◆ **WHAT THE EXERCISE ASKS**
Every line of the data must appear again in the answer, exactly as written.

**** MATERIALS PROVIDED

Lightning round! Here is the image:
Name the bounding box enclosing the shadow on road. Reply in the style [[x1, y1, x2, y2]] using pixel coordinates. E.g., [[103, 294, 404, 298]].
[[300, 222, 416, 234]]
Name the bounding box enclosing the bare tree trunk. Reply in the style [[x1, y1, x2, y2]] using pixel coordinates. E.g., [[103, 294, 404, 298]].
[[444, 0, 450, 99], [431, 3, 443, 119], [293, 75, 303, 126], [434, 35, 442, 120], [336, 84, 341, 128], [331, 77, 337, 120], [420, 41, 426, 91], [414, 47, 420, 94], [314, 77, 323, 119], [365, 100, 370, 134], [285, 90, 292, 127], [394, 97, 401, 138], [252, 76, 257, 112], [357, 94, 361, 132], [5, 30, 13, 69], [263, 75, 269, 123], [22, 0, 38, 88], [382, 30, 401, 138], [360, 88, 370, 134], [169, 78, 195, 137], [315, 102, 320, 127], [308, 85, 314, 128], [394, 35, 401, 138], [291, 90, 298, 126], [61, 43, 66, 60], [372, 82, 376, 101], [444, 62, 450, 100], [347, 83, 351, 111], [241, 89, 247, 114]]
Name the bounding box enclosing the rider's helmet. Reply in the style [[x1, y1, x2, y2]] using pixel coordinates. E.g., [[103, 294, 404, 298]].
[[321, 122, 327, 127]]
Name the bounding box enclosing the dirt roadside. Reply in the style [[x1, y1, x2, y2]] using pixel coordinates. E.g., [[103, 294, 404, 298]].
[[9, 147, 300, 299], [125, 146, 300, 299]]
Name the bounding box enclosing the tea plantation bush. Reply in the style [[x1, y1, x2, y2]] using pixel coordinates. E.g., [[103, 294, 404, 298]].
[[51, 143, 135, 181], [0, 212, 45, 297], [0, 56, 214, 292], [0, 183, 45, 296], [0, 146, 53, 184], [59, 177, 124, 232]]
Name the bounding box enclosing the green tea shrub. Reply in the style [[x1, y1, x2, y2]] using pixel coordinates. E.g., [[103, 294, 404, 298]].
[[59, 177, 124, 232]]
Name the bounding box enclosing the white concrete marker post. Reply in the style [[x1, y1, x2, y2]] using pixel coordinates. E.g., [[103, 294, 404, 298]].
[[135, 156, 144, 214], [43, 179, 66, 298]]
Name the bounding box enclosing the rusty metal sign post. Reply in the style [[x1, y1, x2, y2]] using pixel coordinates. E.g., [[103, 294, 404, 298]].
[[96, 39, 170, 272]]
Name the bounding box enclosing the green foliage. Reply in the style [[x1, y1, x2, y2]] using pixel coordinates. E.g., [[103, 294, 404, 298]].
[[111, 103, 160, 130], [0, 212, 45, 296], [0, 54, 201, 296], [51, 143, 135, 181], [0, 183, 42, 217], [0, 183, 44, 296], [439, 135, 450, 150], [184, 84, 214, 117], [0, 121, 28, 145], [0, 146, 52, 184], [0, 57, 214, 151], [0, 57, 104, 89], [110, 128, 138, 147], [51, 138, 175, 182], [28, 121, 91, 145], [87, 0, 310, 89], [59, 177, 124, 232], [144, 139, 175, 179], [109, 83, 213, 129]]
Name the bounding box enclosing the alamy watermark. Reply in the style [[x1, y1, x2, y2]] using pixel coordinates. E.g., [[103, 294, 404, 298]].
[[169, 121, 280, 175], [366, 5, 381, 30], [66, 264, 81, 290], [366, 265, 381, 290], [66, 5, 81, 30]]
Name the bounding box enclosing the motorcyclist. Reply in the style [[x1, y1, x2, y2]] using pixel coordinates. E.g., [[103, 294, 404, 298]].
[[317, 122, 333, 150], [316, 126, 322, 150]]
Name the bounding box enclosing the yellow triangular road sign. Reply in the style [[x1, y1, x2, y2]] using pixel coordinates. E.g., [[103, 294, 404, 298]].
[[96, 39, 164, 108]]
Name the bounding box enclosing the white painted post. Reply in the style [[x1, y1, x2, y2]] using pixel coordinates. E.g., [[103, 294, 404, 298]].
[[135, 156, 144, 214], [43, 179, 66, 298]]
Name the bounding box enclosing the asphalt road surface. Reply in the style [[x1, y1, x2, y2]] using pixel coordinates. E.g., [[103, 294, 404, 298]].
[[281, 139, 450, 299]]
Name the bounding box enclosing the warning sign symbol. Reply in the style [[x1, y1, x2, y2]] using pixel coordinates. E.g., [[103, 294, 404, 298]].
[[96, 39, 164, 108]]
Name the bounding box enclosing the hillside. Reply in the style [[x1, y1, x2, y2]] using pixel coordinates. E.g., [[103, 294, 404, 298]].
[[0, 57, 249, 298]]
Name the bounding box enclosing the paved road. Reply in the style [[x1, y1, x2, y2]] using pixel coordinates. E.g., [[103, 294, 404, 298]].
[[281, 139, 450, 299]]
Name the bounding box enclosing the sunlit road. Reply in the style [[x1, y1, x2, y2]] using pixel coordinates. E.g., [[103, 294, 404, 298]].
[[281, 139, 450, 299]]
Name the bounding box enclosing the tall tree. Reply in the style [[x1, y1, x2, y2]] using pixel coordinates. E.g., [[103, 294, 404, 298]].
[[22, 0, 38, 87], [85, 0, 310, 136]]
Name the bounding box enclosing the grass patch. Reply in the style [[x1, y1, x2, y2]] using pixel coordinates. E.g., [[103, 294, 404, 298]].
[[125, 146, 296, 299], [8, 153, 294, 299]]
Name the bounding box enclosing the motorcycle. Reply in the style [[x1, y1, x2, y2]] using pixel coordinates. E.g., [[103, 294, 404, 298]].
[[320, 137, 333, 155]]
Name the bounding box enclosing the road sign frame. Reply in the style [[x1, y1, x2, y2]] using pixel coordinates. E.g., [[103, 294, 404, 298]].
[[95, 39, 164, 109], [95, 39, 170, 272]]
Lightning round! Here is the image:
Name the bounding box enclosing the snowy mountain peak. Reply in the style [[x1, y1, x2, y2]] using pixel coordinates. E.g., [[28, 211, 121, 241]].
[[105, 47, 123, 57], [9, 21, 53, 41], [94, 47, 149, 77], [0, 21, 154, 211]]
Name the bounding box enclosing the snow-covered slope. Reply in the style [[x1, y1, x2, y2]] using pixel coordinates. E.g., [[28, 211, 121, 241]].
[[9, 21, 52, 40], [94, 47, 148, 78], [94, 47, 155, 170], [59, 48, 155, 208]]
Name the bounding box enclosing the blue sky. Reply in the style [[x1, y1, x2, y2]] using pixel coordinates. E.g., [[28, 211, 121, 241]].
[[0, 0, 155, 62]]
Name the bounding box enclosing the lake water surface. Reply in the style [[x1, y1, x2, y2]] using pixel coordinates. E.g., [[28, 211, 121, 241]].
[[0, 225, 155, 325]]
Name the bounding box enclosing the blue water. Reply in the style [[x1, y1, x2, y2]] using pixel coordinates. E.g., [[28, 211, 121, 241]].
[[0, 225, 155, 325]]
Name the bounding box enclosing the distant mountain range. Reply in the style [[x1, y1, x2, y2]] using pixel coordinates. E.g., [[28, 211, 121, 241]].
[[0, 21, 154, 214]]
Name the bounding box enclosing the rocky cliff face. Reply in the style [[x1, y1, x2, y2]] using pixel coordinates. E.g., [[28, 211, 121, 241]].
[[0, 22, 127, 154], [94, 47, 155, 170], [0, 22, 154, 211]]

********

◆ **ANSWER TO THE PROBLEM**
Lightning round! Here is the image:
Name the bounding box enclosing the shadow on road. Reply in the style [[x1, y1, x2, y2]] using pixel coordinates. E.g., [[103, 294, 404, 298]].
[[300, 222, 416, 234]]
Name the bounding box enclosing the bare tree trunk. Reply in the style [[x1, y1, x2, y2]] using pixel coordinates. E.g., [[103, 294, 404, 298]].
[[444, 0, 450, 99], [431, 3, 443, 119], [293, 75, 303, 126], [434, 35, 442, 120], [336, 84, 341, 128], [331, 77, 337, 120], [420, 41, 426, 91], [414, 47, 420, 94], [314, 77, 323, 119], [365, 100, 370, 134], [285, 90, 292, 127], [394, 97, 401, 138], [252, 76, 257, 112], [357, 94, 361, 132], [5, 30, 13, 69], [263, 75, 269, 123], [22, 0, 38, 88], [382, 30, 401, 138], [360, 88, 370, 134], [169, 78, 195, 137], [315, 102, 320, 127], [308, 85, 314, 128], [394, 35, 401, 138], [291, 90, 298, 126], [61, 43, 66, 60], [372, 82, 376, 101], [444, 62, 450, 100], [347, 83, 351, 111], [241, 89, 247, 114]]
Name the bounding box enclosing the rider's helmet. Reply in the style [[x1, y1, x2, y2]] using pixel coordinates. E.g., [[103, 294, 404, 298]].
[[321, 122, 327, 127]]
Name the bounding box enclosing the dirt roadside. Reply in the style [[x1, y1, x2, y2]] using pixel coordinates. E.g., [[103, 294, 404, 298]].
[[9, 147, 300, 299], [125, 146, 300, 299]]
Name the bounding box enclosing the tea plantation bush. Reply in the style [[x1, y1, x2, y2]] using pixel coordinates. E.g., [[103, 294, 404, 298]].
[[51, 143, 135, 181], [0, 212, 45, 297], [0, 56, 214, 292], [0, 183, 45, 296], [0, 146, 53, 184], [59, 177, 124, 232]]
Name the bounding box enclosing the green tea shrub. Reply in the style [[x1, y1, x2, y2]] using pixel coordinates. E.g., [[103, 294, 404, 298]].
[[59, 177, 124, 232]]
Name the bounding box enclosing the white concrete marker post. Reply in the style [[x1, y1, x2, y2]] using pixel coordinates. E.g., [[103, 294, 404, 298]].
[[135, 156, 144, 214], [43, 179, 66, 298]]
Name the bounding box enclosing the rusty metal sign post. Reply in the style [[x1, y1, x2, y2]] using pixel coordinates. E.g., [[103, 294, 404, 298]].
[[96, 39, 170, 272]]
Name the bounding box enclosing the green foliage. Reply in the style [[x1, y1, x2, y2]] using pixel coordinates. E.g., [[103, 294, 404, 298]].
[[111, 103, 160, 130], [0, 212, 45, 296], [0, 54, 201, 296], [51, 143, 135, 181], [0, 183, 42, 217], [0, 183, 44, 296], [439, 135, 450, 150], [184, 84, 214, 117], [0, 121, 28, 145], [0, 146, 52, 184], [0, 57, 214, 151], [0, 57, 104, 89], [110, 128, 138, 147], [51, 138, 175, 182], [28, 121, 91, 145], [87, 0, 310, 89], [59, 177, 124, 232], [144, 139, 175, 179], [109, 83, 213, 129]]
Name the bounding box enclosing the alamy watermark. Reply in the style [[x1, y1, x2, y2]] using pixel coordinates. E.g., [[103, 294, 404, 298]].
[[169, 121, 280, 175], [366, 5, 381, 30], [66, 264, 81, 290], [366, 265, 381, 290], [66, 5, 81, 30]]
Name the bounding box enclosing the motorcyclist. Reply in the style [[x1, y1, x2, y2]] using pixel coordinates. E.g., [[103, 294, 404, 298]].
[[317, 122, 333, 150], [316, 126, 322, 150]]
Name the bounding box enclosing the yellow triangular road sign. Reply in the style [[x1, y1, x2, y2]] using pixel coordinates. E.g., [[103, 294, 404, 298]].
[[96, 39, 164, 108]]
Name the bounding box enclosing the white painted post. Reply in the style [[x1, y1, x2, y2]] using pixel coordinates. E.g., [[103, 294, 404, 298]].
[[135, 156, 144, 214], [43, 179, 66, 298]]
Name the bounding box enclosing the asphalt road surface. Reply in the style [[x1, y1, x2, y2]] using pixel coordinates. E.g., [[103, 294, 404, 298]].
[[281, 139, 450, 299]]
Name the bounding box enclosing the warning sign symbol. Reply in the style [[x1, y1, x2, y2]] using pixel coordinates. E.g., [[103, 294, 404, 298]].
[[96, 39, 164, 108]]
Name the bounding box enclosing the hillside. Reply in the style [[x1, y1, x2, y2]] using pixel coordinates. E.g., [[103, 294, 404, 298]].
[[0, 57, 249, 298]]
Name the bounding box enclosing the paved road. Reply in the style [[x1, y1, x2, y2]] using pixel coordinates. E.g., [[103, 294, 404, 298]].
[[281, 139, 450, 299]]
Name the bounding box enclosing the sunlit road. Reply in the style [[x1, y1, x2, y2]] using pixel coordinates. E.g., [[103, 294, 404, 298]].
[[281, 139, 450, 299]]
Name the bounding box enclosing the tall tree. Reply in the style [[x1, y1, x2, y2]] using pixel coordinates. E.g., [[103, 294, 404, 298]].
[[22, 0, 38, 87], [85, 0, 310, 136]]
Name the bounding box enclosing the grass patch. Reply in the style [[x1, y1, x2, y2]] using pixel coordinates. E.g., [[103, 294, 404, 298]].
[[125, 146, 296, 299], [8, 153, 294, 299]]
Name the bounding box enclosing the motorcycle. Reply in the style [[x1, y1, x2, y2]] using pixel coordinates. E.g., [[103, 294, 404, 298]].
[[320, 137, 333, 155]]
Name the bounding box enclosing the road sign frame. Reply in the style [[x1, y1, x2, y2]] using pixel coordinates. E.g., [[103, 294, 404, 298]].
[[95, 39, 164, 109], [95, 39, 170, 272]]
Lightning round! Here is the image:
Name the bounding box enclosing the snowy mountain peak. Reply in the style [[x1, y1, x2, y2]] using pixel coordinates. E.g., [[28, 211, 121, 241]].
[[105, 47, 123, 57], [9, 21, 53, 41], [94, 47, 149, 77], [0, 21, 154, 211]]
Name the bounding box enclosing the snow-covered slope. Reply in the style [[x1, y1, x2, y2]] using pixel coordinates. E.g., [[28, 211, 121, 241]].
[[9, 21, 52, 40], [94, 47, 148, 78], [94, 47, 155, 170], [59, 48, 155, 208]]
Name the bounding box enclosing the blue sky. Reply in the style [[x1, y1, x2, y2]] using pixel coordinates. E.g., [[28, 211, 121, 241]].
[[0, 0, 155, 62]]
Name the bounding box enclosing the lake water surface. Reply in the style [[x1, y1, x2, y2]] using pixel coordinates. E.g., [[28, 211, 121, 241]].
[[0, 225, 155, 325]]
Name the bounding box enclosing the blue water. Reply in the style [[x1, y1, x2, y2]] using pixel coordinates. E.g., [[28, 211, 121, 241]].
[[0, 225, 155, 325]]
Name the bounding box enclosing the distant mountain range. Reply in the style [[x1, y1, x2, y2]] using pixel coordinates. E.g., [[28, 211, 121, 241]].
[[0, 21, 154, 214]]
Name the bounding box enclosing the rocky cliff face. Reply in the style [[x1, y1, x2, y2]] using pixel coordinates. E.g., [[28, 211, 121, 241]].
[[0, 22, 127, 154], [94, 47, 155, 170], [0, 22, 154, 211]]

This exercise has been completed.